List the lines from the one containing "of the plastic" through the end of the entries below as a numbered list, omitting any blank lines.

(Pointing and labeling entries)
[Start]
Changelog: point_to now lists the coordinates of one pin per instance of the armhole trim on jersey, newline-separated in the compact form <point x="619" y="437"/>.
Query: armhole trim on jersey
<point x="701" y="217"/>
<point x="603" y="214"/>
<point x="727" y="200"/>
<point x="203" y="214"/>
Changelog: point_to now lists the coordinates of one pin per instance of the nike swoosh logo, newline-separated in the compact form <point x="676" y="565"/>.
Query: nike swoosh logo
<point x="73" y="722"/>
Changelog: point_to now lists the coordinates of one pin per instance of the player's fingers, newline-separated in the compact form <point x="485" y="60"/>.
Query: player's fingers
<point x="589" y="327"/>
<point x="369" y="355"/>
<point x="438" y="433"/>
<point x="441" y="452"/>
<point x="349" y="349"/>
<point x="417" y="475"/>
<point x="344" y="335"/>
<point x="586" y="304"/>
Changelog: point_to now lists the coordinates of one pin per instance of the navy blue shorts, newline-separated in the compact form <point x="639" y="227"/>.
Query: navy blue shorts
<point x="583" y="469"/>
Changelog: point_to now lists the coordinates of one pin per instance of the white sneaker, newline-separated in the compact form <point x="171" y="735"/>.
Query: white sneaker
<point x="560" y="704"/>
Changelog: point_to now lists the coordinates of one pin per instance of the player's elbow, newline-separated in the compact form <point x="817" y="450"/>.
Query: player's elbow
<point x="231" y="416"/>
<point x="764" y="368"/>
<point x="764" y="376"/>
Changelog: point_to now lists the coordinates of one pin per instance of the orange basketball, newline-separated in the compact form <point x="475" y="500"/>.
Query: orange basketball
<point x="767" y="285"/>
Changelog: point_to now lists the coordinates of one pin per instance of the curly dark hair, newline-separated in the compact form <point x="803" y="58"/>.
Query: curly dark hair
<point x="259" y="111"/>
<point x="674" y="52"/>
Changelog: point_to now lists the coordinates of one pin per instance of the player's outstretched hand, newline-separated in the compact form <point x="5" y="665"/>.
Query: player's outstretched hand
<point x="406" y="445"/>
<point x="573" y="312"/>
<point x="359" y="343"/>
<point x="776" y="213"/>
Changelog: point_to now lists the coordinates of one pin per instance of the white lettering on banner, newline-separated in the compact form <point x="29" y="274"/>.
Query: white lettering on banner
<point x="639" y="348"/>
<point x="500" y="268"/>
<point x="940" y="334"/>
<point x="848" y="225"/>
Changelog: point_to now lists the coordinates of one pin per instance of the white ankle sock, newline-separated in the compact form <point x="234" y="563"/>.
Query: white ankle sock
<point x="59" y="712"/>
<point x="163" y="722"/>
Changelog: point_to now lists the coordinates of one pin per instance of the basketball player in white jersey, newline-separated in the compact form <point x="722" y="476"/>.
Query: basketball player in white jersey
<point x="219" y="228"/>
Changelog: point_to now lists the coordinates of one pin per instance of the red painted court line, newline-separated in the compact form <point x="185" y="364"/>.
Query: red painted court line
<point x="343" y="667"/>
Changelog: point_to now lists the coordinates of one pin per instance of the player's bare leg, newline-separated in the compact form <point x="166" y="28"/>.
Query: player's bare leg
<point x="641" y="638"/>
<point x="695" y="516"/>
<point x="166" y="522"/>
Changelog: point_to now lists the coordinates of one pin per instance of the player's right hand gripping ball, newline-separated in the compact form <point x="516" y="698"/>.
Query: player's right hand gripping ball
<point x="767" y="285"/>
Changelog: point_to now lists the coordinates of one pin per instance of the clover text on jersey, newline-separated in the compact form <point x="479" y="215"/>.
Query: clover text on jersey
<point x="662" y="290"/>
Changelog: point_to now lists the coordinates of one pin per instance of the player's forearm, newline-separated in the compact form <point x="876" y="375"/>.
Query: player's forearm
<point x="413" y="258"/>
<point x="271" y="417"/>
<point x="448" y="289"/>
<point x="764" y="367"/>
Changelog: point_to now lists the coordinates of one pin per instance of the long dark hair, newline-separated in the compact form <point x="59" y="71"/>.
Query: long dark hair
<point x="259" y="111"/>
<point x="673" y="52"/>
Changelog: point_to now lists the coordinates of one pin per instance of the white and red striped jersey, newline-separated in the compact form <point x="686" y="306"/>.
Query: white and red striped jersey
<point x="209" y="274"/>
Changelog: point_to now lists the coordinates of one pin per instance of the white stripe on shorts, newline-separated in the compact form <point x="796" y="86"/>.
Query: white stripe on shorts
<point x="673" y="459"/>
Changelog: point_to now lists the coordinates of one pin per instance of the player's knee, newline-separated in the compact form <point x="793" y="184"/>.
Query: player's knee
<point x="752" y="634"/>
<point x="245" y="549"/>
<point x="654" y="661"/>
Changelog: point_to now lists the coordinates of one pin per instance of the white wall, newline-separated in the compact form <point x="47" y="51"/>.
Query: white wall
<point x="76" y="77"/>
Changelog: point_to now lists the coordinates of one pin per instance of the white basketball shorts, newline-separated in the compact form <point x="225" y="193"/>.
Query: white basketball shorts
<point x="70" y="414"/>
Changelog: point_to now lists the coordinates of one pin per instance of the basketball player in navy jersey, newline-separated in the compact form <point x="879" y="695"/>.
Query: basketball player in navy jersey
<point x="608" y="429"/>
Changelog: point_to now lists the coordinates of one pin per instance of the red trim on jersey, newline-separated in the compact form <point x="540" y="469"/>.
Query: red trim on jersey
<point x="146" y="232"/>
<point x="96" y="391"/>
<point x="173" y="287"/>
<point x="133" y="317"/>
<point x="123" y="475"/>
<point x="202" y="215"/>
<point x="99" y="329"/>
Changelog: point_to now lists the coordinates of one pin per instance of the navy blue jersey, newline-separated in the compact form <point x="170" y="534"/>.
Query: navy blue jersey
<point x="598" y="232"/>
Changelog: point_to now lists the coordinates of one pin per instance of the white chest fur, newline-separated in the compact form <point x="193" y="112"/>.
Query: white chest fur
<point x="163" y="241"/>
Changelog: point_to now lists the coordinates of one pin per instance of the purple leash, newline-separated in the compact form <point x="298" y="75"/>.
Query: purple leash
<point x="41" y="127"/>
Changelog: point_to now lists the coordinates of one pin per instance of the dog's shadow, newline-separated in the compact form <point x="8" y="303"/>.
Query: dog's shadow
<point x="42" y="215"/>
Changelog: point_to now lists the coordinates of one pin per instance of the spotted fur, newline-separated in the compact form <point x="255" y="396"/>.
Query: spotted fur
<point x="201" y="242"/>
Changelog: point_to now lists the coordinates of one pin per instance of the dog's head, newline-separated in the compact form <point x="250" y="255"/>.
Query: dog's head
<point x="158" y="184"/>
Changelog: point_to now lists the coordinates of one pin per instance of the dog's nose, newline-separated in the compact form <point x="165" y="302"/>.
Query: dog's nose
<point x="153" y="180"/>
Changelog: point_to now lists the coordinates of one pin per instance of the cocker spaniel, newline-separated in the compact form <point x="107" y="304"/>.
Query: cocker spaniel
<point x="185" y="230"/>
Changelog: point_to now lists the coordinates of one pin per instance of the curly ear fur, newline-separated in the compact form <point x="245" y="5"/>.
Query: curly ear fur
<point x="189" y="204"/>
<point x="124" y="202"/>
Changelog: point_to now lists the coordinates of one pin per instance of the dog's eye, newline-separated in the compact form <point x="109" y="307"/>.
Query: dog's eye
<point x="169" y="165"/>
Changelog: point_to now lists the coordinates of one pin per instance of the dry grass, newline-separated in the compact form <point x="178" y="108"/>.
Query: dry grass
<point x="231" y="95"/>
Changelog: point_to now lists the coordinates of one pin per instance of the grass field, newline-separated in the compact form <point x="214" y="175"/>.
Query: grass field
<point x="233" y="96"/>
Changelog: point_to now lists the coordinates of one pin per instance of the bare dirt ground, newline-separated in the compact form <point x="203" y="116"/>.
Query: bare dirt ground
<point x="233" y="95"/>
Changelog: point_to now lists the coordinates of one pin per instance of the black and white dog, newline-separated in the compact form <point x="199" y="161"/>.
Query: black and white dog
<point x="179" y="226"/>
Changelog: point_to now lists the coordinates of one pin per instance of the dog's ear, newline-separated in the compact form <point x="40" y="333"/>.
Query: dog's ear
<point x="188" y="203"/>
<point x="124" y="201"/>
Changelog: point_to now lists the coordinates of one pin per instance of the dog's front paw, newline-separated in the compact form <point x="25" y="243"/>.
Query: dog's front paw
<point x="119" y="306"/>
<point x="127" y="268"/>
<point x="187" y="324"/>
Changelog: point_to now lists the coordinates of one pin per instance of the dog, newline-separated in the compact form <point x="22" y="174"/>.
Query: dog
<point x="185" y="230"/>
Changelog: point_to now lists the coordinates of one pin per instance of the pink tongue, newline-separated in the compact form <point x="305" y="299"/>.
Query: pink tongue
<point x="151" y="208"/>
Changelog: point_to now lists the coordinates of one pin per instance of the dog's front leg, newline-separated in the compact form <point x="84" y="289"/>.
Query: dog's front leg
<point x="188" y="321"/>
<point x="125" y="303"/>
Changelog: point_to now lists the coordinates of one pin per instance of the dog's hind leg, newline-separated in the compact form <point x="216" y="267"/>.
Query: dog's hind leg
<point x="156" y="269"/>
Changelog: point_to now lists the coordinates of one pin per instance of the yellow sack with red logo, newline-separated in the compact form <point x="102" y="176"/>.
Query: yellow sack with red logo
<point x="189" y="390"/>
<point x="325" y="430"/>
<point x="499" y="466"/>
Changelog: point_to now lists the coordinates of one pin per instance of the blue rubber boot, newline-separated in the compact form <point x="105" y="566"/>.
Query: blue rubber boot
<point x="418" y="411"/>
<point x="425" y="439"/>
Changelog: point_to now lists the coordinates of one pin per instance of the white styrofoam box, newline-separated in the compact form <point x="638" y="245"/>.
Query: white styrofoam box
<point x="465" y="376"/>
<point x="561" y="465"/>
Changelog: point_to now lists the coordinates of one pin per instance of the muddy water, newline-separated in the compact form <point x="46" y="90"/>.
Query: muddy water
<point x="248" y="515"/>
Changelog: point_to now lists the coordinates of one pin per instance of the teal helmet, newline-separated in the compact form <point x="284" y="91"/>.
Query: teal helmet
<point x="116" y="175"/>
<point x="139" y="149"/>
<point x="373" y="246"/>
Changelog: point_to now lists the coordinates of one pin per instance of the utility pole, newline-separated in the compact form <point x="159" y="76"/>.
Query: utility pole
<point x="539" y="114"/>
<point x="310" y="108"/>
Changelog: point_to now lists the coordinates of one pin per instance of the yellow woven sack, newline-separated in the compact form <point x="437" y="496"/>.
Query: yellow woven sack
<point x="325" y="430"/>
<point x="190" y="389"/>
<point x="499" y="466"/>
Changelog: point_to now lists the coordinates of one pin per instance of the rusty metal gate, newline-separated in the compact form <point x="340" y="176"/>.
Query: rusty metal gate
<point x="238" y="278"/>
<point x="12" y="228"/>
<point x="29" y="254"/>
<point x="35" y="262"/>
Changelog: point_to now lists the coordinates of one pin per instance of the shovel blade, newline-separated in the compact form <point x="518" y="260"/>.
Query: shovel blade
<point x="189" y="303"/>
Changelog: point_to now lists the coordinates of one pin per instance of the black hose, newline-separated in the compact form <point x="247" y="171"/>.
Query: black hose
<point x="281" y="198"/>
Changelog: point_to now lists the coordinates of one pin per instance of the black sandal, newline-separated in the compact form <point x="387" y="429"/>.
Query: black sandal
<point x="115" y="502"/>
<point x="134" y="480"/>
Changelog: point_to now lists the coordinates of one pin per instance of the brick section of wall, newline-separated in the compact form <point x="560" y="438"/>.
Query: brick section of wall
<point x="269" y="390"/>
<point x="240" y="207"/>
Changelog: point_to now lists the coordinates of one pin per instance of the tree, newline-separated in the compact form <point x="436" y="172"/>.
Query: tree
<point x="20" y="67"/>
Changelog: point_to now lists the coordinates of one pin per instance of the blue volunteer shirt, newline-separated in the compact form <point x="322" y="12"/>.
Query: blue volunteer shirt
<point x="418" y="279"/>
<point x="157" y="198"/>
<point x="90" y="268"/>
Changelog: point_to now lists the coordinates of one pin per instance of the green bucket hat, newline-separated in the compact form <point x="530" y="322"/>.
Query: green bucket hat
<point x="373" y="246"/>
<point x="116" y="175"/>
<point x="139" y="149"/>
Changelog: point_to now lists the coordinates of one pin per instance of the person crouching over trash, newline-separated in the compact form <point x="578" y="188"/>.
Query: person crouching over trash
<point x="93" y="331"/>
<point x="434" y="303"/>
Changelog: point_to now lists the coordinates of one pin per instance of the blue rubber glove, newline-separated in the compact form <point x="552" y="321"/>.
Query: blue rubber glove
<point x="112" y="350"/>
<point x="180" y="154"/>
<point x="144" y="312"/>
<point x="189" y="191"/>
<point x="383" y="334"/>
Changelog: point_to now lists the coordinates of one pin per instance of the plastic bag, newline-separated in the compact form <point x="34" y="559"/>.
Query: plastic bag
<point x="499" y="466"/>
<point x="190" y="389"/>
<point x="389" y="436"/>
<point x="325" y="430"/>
[End]
Correct output.
1. Changelog: point_to now lists the coordinates of one pin per instance of the plastic bag, newline-separated in the compact form <point x="34" y="559"/>.
2. Query: plastic bag
3. <point x="499" y="466"/>
4. <point x="190" y="389"/>
5. <point x="389" y="436"/>
6. <point x="325" y="430"/>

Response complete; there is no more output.